_EXERCISE_
Can you copy word for word the stretch of records below from the line containing "Where can you see the tall" through the line containing "[[54, 81], [107, 76]]", leaving out the pictures?

_EXCERPTED RECORDS_
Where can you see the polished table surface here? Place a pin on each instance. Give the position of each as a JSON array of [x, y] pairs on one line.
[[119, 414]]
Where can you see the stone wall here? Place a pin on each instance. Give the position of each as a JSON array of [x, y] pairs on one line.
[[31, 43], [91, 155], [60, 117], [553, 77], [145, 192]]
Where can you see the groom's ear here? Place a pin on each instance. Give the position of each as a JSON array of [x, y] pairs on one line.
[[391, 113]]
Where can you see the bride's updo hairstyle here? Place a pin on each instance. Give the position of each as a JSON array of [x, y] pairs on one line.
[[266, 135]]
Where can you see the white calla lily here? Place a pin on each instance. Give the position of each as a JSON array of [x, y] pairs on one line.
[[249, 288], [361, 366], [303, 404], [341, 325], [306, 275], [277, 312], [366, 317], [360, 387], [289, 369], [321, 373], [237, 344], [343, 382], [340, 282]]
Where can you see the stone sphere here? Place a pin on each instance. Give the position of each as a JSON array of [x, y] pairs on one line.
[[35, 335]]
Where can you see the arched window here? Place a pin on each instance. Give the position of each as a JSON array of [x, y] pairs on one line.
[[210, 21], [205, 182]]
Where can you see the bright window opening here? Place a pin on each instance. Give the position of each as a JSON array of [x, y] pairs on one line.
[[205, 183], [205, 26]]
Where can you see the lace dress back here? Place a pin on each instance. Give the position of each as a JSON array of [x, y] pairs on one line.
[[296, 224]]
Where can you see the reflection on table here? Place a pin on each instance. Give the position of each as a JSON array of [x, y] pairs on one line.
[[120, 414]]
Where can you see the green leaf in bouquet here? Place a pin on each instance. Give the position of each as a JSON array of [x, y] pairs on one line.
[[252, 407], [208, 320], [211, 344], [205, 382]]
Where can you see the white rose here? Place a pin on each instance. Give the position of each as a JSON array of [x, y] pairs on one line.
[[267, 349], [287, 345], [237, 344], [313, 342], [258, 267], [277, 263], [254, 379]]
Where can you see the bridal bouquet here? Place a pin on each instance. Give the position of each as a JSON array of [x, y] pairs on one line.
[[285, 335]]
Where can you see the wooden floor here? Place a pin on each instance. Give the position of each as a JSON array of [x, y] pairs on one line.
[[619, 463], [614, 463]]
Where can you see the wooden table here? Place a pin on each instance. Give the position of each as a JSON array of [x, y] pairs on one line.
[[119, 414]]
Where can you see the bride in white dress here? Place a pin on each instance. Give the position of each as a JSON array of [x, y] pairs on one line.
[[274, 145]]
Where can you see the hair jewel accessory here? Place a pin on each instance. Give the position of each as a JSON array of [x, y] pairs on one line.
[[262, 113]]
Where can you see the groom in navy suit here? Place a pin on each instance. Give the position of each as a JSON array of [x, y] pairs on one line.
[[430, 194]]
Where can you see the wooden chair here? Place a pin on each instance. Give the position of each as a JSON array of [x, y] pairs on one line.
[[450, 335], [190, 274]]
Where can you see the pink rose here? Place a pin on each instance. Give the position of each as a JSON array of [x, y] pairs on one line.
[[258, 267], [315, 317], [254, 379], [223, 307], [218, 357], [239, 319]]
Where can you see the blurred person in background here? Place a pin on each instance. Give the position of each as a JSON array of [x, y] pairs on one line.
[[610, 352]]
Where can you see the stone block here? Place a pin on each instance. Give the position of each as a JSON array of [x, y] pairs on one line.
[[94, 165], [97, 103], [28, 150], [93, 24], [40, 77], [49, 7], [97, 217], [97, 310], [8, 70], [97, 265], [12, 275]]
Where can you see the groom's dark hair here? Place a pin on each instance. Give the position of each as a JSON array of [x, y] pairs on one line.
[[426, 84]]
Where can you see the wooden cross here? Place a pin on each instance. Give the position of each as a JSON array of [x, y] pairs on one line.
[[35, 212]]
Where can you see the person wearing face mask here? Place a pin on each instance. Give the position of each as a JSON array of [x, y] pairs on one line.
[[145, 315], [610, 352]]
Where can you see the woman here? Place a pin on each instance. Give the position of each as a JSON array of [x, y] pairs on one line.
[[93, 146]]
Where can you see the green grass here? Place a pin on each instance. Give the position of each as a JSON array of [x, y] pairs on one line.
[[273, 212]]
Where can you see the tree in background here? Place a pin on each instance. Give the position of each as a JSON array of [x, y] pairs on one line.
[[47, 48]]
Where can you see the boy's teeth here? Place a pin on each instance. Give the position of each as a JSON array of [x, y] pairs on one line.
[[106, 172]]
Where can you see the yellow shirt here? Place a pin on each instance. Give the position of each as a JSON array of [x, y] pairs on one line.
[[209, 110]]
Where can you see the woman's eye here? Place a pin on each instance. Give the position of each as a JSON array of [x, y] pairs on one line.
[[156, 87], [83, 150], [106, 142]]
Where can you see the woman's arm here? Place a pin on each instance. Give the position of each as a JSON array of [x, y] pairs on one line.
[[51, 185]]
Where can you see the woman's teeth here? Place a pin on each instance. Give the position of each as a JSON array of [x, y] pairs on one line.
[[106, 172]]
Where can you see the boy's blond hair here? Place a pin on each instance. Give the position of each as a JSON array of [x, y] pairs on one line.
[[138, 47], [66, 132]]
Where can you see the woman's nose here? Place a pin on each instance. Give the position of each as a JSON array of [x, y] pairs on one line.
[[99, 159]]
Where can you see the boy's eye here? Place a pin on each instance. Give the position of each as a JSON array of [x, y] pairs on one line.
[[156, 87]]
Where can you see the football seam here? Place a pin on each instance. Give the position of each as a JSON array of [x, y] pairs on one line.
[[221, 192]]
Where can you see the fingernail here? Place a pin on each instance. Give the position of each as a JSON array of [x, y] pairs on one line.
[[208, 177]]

...

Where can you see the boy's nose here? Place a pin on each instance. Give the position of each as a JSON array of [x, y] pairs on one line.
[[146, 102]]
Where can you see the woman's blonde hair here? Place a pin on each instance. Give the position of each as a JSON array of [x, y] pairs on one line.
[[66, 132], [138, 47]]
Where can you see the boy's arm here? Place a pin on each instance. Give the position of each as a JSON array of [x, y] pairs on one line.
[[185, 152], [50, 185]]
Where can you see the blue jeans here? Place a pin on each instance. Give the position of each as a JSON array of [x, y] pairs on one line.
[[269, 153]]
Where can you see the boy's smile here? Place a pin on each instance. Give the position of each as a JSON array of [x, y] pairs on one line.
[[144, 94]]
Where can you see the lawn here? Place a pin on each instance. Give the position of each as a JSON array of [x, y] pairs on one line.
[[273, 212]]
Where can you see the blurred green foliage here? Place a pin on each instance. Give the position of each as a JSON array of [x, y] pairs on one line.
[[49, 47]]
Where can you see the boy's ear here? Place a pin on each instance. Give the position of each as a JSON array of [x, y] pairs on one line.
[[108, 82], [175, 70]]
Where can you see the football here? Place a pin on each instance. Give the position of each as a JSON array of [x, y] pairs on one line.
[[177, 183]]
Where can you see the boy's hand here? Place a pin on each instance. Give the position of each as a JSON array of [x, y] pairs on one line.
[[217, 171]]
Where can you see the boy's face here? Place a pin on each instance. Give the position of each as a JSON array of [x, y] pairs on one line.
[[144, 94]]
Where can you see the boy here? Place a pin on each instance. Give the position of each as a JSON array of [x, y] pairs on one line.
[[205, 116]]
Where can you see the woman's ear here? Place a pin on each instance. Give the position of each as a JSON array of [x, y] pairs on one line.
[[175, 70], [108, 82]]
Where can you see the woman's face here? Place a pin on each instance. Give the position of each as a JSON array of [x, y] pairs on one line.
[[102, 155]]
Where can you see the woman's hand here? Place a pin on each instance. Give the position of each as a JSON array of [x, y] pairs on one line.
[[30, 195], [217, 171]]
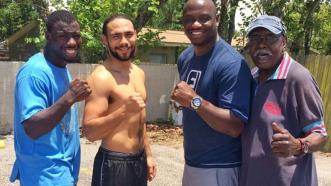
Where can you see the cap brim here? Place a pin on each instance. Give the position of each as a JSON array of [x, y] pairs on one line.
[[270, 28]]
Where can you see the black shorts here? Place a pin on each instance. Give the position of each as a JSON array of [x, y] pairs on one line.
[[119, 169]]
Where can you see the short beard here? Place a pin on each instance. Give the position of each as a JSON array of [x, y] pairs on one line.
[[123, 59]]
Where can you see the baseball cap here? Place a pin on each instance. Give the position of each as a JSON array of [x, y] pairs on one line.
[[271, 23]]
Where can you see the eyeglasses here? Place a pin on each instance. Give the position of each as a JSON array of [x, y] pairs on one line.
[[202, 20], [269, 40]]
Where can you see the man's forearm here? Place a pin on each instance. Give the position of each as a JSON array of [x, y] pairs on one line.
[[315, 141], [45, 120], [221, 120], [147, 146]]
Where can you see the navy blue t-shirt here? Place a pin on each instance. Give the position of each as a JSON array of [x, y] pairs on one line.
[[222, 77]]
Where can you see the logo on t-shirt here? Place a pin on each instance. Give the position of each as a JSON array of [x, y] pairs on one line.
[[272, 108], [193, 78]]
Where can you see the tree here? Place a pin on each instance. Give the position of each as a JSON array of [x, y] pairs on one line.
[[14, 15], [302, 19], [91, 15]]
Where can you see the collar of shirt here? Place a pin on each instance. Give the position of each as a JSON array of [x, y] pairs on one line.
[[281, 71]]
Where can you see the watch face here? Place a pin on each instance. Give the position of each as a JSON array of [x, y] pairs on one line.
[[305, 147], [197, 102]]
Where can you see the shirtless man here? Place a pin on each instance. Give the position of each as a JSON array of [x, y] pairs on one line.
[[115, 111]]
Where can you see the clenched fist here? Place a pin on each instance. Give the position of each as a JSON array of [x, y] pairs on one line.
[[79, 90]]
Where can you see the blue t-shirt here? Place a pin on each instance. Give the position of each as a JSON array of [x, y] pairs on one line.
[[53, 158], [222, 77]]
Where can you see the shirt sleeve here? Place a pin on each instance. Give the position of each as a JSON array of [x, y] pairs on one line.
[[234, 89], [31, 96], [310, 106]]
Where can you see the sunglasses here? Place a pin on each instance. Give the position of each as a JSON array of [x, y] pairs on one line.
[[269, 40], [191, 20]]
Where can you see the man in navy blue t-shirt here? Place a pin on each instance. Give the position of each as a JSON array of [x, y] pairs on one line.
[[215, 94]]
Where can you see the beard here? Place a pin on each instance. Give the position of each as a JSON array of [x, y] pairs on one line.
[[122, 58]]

---

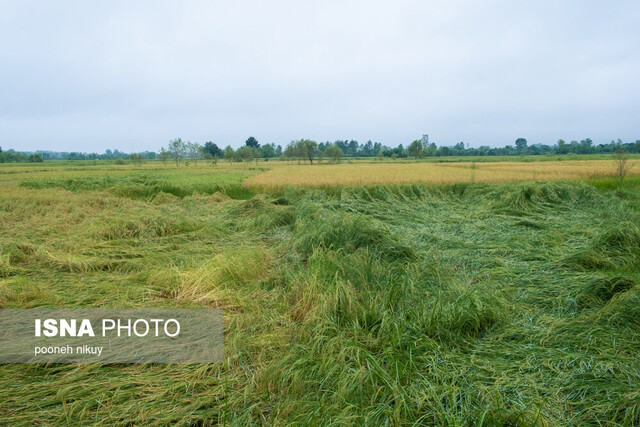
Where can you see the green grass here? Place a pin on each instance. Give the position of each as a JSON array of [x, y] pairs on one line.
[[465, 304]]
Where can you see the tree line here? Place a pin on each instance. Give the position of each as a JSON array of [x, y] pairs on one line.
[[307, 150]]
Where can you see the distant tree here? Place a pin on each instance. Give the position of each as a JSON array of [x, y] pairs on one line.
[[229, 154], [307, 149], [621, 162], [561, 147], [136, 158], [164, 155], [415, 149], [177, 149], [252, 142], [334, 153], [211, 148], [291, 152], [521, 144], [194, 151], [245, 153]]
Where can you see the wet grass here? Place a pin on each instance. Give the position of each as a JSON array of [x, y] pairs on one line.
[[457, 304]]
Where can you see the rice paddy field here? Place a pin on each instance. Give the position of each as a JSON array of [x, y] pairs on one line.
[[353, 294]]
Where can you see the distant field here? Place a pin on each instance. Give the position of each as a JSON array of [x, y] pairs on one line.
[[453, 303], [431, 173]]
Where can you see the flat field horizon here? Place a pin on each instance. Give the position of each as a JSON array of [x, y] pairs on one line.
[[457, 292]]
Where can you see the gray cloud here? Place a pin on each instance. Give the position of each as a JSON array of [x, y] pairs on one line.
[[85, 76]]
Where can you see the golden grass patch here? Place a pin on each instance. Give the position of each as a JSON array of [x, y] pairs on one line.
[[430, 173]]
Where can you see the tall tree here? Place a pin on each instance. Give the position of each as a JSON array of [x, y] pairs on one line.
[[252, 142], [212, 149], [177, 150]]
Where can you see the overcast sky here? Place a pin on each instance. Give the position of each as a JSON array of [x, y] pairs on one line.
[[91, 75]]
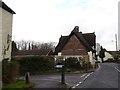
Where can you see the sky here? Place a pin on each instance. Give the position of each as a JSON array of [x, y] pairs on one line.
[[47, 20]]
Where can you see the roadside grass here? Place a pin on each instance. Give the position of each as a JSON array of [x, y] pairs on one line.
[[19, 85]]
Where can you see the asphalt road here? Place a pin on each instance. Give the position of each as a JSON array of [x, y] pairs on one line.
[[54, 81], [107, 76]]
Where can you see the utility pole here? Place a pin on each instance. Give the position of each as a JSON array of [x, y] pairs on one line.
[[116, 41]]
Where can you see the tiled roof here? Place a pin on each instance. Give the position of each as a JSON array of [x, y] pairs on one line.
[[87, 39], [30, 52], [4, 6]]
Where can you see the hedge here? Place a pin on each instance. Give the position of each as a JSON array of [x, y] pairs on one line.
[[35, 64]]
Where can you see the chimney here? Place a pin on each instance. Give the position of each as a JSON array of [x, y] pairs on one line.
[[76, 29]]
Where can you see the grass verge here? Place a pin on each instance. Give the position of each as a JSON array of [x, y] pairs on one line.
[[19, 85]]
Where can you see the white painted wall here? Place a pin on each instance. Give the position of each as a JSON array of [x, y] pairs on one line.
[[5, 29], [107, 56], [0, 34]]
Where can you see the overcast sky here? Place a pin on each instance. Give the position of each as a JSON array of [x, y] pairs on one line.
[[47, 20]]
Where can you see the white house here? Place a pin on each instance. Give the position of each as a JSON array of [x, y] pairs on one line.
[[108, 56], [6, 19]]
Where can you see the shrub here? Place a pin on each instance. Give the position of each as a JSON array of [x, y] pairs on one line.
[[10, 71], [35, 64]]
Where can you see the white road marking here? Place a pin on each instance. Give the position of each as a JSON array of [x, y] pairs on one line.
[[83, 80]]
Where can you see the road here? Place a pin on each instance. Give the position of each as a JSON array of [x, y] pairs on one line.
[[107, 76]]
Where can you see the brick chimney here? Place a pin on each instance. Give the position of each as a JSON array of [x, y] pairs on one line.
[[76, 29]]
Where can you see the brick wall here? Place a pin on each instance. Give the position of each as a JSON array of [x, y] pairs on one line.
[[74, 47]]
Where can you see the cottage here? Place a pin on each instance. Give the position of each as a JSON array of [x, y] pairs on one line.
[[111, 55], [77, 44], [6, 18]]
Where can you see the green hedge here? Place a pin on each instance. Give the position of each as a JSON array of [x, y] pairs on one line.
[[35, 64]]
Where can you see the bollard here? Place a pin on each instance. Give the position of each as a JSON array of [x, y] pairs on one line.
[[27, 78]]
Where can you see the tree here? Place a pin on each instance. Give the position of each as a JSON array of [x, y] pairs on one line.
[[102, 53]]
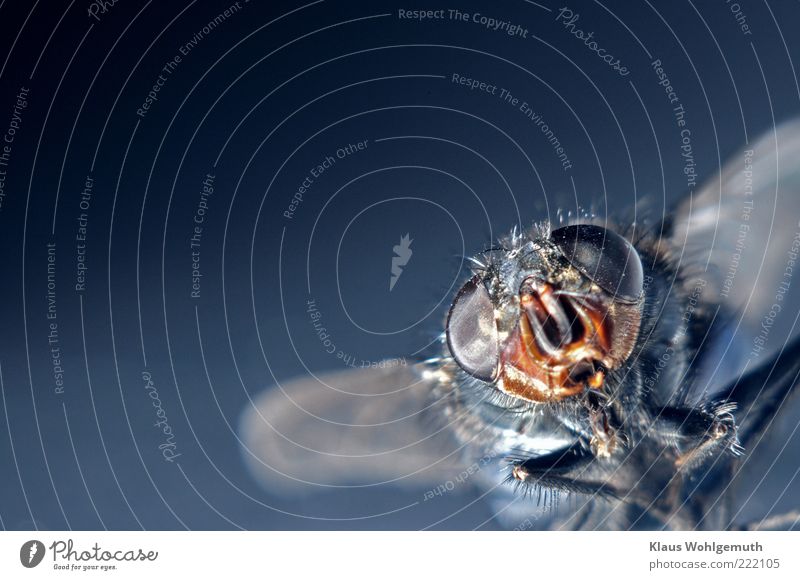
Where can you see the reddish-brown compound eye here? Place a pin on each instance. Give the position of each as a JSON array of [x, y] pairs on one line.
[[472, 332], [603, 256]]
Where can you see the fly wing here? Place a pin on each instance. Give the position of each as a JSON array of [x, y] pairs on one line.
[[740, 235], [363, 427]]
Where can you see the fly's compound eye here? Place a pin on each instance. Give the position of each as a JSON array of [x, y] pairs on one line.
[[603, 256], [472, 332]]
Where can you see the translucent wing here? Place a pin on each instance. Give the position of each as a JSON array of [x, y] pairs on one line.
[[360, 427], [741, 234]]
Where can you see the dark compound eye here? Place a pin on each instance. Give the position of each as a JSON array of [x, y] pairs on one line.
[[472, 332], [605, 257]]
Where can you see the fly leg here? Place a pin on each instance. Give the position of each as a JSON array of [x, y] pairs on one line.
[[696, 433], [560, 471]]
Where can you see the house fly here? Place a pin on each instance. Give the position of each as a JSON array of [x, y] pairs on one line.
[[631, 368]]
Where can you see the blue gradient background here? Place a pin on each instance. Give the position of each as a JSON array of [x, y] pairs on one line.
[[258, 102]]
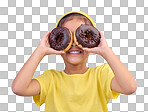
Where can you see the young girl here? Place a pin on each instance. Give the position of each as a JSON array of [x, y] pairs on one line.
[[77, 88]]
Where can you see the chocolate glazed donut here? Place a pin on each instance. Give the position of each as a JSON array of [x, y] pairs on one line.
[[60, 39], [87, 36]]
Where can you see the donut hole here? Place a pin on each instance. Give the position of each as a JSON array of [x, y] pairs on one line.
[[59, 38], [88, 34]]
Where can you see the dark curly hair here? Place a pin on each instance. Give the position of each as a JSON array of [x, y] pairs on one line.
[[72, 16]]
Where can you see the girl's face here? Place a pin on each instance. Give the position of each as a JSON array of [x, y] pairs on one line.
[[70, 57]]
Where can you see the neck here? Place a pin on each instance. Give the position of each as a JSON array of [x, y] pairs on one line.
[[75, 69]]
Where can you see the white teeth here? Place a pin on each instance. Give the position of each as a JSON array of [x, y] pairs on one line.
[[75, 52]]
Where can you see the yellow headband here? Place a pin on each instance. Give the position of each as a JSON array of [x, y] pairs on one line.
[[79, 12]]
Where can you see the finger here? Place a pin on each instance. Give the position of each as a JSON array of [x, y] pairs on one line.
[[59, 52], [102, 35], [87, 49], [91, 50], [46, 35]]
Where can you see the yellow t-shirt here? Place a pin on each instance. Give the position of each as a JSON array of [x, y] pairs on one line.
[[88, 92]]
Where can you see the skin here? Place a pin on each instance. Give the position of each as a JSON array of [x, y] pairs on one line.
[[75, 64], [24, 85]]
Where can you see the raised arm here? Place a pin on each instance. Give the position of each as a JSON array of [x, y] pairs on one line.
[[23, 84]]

_THE OUTPUT_
Where can you see the tall tree here? Place a pin on each instance. Give the position of each as a JSON array of [x, y] pairs on one line.
[[252, 142], [212, 149], [177, 150]]
Where can you see the overcast sky here? Place a pin on each instance. Give the position of each as a JSON array of [x, y] pairs on one line.
[[91, 75]]
Where can you see the sky here? Place a pin on each instance. Give the position of each as a JSON array of [x, y] pairs on one line.
[[47, 20]]
Where can you see the roadside grass here? Place a pin on each instance. Give the position of each as a JSON array of [x, y] pairs on one line.
[[19, 85]]
Where can you see the asphalt road here? Place a pin on each instance. Give the position of each as a JSON array of [x, y] pairs on one line.
[[54, 81], [107, 76]]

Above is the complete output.